*Page text*.
======
The grass-roots movement, which is two months old, is posing the most serious challenge to Iraq’s political order since the U.S.-led invasion in 2003. More than 430 demonstrators have been killed in the unrest, a human rights official said Sunday. He spoke on the condition of anonymity because he was not authorized to release casualty figures to the media.
Officials here are also grappling with the political preferences of outside powers such as the United States, which was heavily involved in the backroom political deals ahead of Abdul Mahdi’s appointment last year, and Iran.
Abdul Mahdi was appointed after months of political wrangling in parliament. His departure, approved by lawmakers on Sunday, offers authorities a chance to begin enacting real change, lawmakers and analysts said. Iraqis are fed up with high unemployment rates, widespread graft and a lack of government services. They point to Iraq’s vast oil reserves as evidence that the country’s wealth is being squandered.
“Iraq has a historic chance to form a strong government, a government free from outside interference,” said Ahmed al-Mayali, an Iraqi political analyst.
Abdul Mahdi announced his plans to resign Friday after violence erupted overnight across several cities and security forces killed at least 45 demonstrators over a 24-hour period. The country’s top Shiite cleric, Grand Ayatollah Ali Sistani, suggested that lawmakers reconsider their support for Abdul Mahdi’s government.
But parliament — which is made up of rival political blocs, none of which hold a commanding majority — is unlikely to agree on a replacement, some lawmakers said. Parliament has just 15 days to choose a prime minister, who will then be granted 30 days to form a government.
======
*Recorded information*.
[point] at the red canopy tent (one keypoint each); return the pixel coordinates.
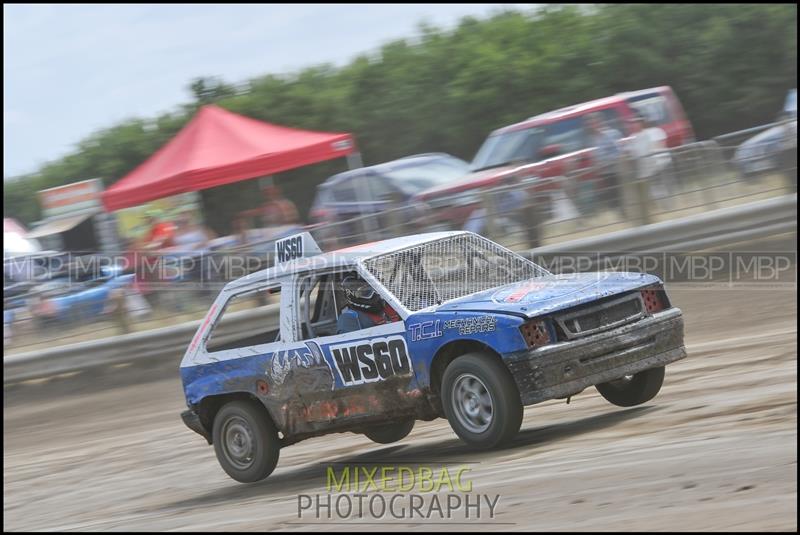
(219, 147)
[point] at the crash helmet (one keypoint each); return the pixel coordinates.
(360, 295)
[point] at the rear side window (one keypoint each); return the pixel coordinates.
(344, 192)
(653, 106)
(247, 320)
(612, 119)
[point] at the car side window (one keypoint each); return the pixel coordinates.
(227, 332)
(344, 192)
(654, 107)
(319, 303)
(613, 120)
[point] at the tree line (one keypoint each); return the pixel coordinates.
(445, 90)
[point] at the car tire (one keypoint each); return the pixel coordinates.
(388, 433)
(481, 400)
(633, 390)
(245, 441)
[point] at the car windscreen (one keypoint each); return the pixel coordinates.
(526, 145)
(416, 178)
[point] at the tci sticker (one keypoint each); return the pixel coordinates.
(372, 360)
(479, 324)
(425, 330)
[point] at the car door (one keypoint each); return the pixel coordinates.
(370, 369)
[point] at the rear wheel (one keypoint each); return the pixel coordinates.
(388, 433)
(633, 389)
(245, 441)
(481, 400)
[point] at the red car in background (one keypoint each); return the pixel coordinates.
(549, 145)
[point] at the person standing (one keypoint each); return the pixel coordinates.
(607, 153)
(276, 210)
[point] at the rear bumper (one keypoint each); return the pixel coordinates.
(563, 369)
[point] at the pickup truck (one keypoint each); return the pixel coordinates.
(480, 332)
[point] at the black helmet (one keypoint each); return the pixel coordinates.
(361, 295)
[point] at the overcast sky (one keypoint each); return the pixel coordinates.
(69, 70)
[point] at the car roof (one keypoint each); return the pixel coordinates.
(348, 256)
(406, 161)
(577, 109)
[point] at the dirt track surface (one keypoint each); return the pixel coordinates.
(715, 450)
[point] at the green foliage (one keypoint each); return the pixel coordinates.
(730, 64)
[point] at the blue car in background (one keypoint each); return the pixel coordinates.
(761, 153)
(374, 189)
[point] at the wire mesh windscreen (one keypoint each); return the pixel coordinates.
(445, 269)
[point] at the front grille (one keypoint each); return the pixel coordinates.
(600, 317)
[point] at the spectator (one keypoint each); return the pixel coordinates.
(190, 235)
(788, 149)
(653, 162)
(607, 153)
(276, 210)
(161, 231)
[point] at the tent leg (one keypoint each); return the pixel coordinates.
(354, 160)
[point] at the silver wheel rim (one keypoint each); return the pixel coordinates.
(622, 382)
(238, 443)
(472, 403)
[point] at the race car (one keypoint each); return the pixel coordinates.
(478, 333)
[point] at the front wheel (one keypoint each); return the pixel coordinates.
(388, 433)
(481, 400)
(245, 441)
(634, 389)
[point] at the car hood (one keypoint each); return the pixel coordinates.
(473, 179)
(543, 295)
(771, 135)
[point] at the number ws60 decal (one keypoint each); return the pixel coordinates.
(368, 361)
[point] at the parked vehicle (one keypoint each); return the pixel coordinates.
(374, 189)
(550, 145)
(761, 153)
(478, 333)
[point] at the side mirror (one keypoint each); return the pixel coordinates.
(550, 151)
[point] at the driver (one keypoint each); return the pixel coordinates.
(365, 308)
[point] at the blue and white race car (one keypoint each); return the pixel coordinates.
(477, 333)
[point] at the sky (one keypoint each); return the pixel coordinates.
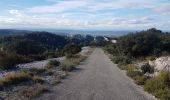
(85, 14)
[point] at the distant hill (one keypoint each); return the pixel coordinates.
(65, 32)
(8, 32)
(92, 32)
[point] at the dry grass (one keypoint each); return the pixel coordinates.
(15, 78)
(33, 91)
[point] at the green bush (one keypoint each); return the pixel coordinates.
(140, 80)
(52, 63)
(15, 78)
(121, 60)
(67, 66)
(147, 68)
(133, 72)
(37, 79)
(34, 91)
(159, 85)
(36, 71)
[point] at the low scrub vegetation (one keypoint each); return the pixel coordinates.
(159, 85)
(52, 64)
(121, 60)
(15, 78)
(70, 63)
(33, 91)
(67, 66)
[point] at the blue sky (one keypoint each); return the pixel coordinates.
(85, 14)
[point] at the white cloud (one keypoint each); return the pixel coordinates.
(163, 9)
(60, 6)
(20, 19)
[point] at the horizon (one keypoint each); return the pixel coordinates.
(85, 14)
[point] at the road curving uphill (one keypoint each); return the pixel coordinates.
(97, 79)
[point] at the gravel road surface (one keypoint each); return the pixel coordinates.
(97, 79)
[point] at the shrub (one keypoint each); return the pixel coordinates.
(15, 78)
(34, 91)
(50, 72)
(159, 85)
(72, 49)
(52, 63)
(133, 72)
(147, 68)
(36, 71)
(140, 80)
(121, 60)
(67, 66)
(37, 79)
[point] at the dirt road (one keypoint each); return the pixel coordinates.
(97, 79)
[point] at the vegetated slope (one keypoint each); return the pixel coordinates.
(8, 32)
(97, 79)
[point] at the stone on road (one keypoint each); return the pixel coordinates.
(97, 79)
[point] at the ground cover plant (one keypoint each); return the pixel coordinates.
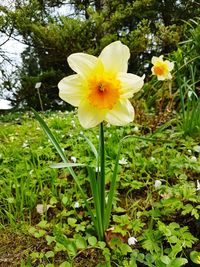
======
Write out the passage of the Iraq article between "Officials here are" and "is being squandered.", inclusive. Rely on the Iraq article alone, not on the items.

*Output of the exercise*.
Officials here are also grappling with the political preferences of outside powers such as the United States, which was heavily involved in the backroom political deals ahead of Abdul Mahdi’s appointment last year, and Iran.
Abdul Mahdi was appointed after months of political wrangling in parliament. His departure, approved by lawmakers on Sunday, offers authorities a chance to begin enacting real change, lawmakers and analysts said. Iraqis are fed up with high unemployment rates, widespread graft and a lack of government services. They point to Iraq’s vast oil reserves as evidence that the country’s wealth is being squandered.